:: GIVEN EXERCISE A ::
In the text about fear, what is one of the first things asked for in the Yemai Norayim Shemonah Esrai?

:: TEXT TO READ ::
•••••
God works the same way. If He sees that we’re more interested in chitzonius, then that is what He will show us, leaving us to get lost in an ultimately meaningless world. But if we “talk” penimius with God, then you cannot imagine what He will show you, and you will never stop being excited that He did.

Melave Malkah

FEAR HAS A bad name. We spend a lot of time, and some people a lot of money, just trying to overcome it. But clearly not all fear is bad.

For example, a parent or teacher who excessively uses fear to keep children in line will give fear a bad reputation. But when a doctor tells us to change our unhealthy lifestyle or else, which is clearly for our own good, then fear is a good motivator to use life more meaningfully.

One of the first things we do in the Yemai Norayim Shemonah Esrai, is appeal that God make us fear Him. We actually ask to fear Him, and that the entire world do so as well. It’s our way of acknowledging that we know that all God does to us is for our good, that our wanton behavior is a function of our yetzer hara, and that we need fear to overcome it. We need fear to come out of “hiding.”
•••••
:: GIVEN EXERCISE B ::
In the records, rename "instance" to "occurrence" everywhere from the line containing "of the bright" down to the end of the records, and give those lines again with nothing else changed.

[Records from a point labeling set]
•••••
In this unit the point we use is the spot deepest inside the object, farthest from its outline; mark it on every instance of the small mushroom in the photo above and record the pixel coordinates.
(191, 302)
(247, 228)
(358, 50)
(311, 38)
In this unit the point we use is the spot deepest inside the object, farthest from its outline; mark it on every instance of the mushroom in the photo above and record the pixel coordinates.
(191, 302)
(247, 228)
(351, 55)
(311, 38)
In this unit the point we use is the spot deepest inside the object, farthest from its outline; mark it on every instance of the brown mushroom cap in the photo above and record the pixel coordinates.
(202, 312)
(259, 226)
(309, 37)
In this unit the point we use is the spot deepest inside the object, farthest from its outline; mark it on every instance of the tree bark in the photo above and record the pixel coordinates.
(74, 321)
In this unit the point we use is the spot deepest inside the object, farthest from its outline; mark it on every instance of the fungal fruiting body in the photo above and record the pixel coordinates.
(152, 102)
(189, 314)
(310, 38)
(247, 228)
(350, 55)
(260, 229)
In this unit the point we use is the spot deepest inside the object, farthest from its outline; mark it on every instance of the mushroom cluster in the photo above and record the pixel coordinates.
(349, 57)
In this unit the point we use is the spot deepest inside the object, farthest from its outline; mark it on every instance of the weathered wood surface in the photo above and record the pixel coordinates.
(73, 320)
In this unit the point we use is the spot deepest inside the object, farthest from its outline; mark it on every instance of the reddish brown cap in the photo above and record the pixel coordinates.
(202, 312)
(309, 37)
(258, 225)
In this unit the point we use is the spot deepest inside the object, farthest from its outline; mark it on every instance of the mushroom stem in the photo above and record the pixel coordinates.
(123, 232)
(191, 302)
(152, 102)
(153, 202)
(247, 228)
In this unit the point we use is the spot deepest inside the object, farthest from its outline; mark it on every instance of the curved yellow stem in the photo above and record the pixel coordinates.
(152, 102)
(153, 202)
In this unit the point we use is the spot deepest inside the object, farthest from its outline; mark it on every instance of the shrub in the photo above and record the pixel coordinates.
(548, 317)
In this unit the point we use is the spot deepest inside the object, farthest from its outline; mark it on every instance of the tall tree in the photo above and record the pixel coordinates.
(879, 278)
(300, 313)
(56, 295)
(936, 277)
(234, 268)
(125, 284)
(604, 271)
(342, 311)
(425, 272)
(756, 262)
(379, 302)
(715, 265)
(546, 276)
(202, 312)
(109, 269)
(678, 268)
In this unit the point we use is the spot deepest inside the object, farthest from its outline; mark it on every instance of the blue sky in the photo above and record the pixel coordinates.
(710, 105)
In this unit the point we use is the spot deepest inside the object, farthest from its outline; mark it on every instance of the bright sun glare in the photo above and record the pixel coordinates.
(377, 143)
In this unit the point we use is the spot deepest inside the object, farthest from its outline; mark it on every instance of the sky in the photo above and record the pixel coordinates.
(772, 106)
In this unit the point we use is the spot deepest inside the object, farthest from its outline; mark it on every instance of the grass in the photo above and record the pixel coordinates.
•••••
:: FULL OUTPUT A ::
That God make us fear Him.

:: FULL OUTPUT B ::
In this unit the point we use is the spot deepest inside the object, farthest from its outline; mark it on every occurrence of the bright sun glare in the photo above and record the pixel coordinates.
(377, 143)
In this unit the point we use is the spot deepest inside the object, farthest from its outline; mark it on every occurrence of the sky in the photo above and record the pixel coordinates.
(772, 106)
In this unit the point we use is the spot deepest inside the object, farthest from its outline; mark it on every occurrence of the grass in the photo above and record the pixel coordinates.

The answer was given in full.